> **What to work on**
In the passage on F# tuples, swap "asterisk" for "star" and write out the part starting with "In this case, the F#" and going on through "in a tuple.".

> **Page**
——
Chances are, if you've never done any functional programming, you may be scared about some concepts from it such as "partial application" and "currification", but truth is, they are not so complex concepts, and to explain them properly we need to explain tuples first, and why it's not recommended to abuse them in F# (in fact, you cannot use partial application with tuples! more on this later).

Let's start with a TypeScript snippet with a function that receives a tuple and returns a tuple:

const recursive = false;

function receiveAndReturnTuple(someTuple: [string, number]): [string, number] {
    const [str, i] = someTuple;
    const counter = i + 1;
    console.log(str);
    const newTuple: [string, number] = [str, counter];
    if (recursive) {
        receiveAndReturnTuple(newTuple);
    }
    return newTuple;
}

As you can see, the tuple is assumed to have two arguments: a string and an integer.

With F#:

let recursive = false

let rec ReceiveTuple(str: string, i: int): string*int =
    let counter = i + 1
    System.Console.WriteLine(str)
    let newTuple = (str, counter)
    if recursive then
        ReceiveTuple newTuple |> ignore
    newTuple

In this case, the F# type that would let you reference this function would be string*int->string*int; so this is a new symbol that we're learning now: unlike with other programming languages in which the asterisk character involves pointers, in this case it is just a separator of types in a tuple.

But have you noticed how tuples blend into what seemed to be normal parameters in F#? In fact, along all this guide up until now, all the methods we have written in F# that received more than one parameter, were actually using tuples, even if you might have not noticed. But then, you might think, can you write the above method without using a tuple as a parameter in F# then? Yes you can, just omitting the comma, this way:

let recursive = false

let rec ReceiveNonTuple (str: string) (i: int) =
    let counter = i + 1
    System.Console.WriteLine(str)
    let newTuple = (str, counter)
    if recursive then
        ReceiveNonTuple str counter |> ignore
    newTuple

What's the difference between the functions ReceiveTuple and ReceiveNonTuple? Both receive the same number of arguments, and with the same types. However, the first one has its parameters as an F# tuple, and the second one has parameters declared in an idiomatic-F# way (in "currified form"). Why is this more idiomatic in F#? Because ReceiveTuple cannot be used in partial application scenarios, while ReceiveNonTuple can be because it's using a currified style. In this case, the type of the function, instead of being string*int->string*int, it is (string->int)->(string*int).
——
> **Provided information**
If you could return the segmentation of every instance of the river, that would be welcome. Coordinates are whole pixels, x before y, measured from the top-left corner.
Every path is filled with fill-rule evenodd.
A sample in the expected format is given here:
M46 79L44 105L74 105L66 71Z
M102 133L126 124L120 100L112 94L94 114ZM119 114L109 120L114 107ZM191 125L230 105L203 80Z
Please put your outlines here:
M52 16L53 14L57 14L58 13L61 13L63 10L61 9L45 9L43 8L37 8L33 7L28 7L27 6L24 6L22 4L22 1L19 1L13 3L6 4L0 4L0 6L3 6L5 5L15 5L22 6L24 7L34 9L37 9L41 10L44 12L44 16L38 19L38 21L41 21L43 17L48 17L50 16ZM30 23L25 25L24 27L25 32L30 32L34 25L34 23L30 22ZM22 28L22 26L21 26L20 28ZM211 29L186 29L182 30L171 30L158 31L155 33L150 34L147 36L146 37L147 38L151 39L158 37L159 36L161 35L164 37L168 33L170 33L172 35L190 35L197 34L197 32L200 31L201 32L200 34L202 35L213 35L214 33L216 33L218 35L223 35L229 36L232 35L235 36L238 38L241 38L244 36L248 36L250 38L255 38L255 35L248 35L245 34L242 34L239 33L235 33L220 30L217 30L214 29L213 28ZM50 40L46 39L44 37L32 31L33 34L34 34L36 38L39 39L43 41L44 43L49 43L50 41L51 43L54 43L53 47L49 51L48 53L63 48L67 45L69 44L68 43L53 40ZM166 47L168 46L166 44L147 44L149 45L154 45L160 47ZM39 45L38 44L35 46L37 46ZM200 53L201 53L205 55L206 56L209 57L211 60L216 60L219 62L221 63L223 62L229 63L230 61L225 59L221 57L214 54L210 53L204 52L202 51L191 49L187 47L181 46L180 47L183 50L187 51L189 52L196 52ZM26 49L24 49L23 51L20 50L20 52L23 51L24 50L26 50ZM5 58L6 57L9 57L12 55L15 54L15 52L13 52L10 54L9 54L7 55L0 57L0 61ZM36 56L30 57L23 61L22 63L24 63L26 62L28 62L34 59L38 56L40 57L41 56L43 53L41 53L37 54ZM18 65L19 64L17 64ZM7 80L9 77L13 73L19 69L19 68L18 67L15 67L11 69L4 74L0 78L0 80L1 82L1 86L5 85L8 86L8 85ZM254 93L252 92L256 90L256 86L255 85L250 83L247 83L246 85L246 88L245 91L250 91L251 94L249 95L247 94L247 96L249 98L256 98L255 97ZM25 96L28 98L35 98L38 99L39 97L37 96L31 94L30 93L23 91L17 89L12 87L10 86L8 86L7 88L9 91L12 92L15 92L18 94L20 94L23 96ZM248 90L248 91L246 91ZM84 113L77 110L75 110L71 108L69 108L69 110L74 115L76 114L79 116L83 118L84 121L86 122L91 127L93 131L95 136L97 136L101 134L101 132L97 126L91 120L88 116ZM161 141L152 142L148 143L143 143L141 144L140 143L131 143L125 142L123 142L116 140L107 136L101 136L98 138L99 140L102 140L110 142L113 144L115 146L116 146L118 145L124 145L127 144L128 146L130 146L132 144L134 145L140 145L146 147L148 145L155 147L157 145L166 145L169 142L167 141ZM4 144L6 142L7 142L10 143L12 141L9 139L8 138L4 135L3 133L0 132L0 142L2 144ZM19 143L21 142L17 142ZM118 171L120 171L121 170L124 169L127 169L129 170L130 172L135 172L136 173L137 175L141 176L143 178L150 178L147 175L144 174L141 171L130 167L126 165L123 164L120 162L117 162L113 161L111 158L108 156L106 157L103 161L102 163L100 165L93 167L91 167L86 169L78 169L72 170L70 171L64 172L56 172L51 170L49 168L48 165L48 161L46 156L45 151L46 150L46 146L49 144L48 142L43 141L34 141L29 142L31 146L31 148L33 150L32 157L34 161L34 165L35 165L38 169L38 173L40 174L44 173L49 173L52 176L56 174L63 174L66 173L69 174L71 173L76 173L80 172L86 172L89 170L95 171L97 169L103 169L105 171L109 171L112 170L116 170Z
——
> **Exercise output**
In this case, the F# type that would let you reference this function would be string*int->string*int; so this is a new symbol that we're learning now: unlike with other programming languages in which the star character involves pointers, in this case it is just a separator of types in a tuple.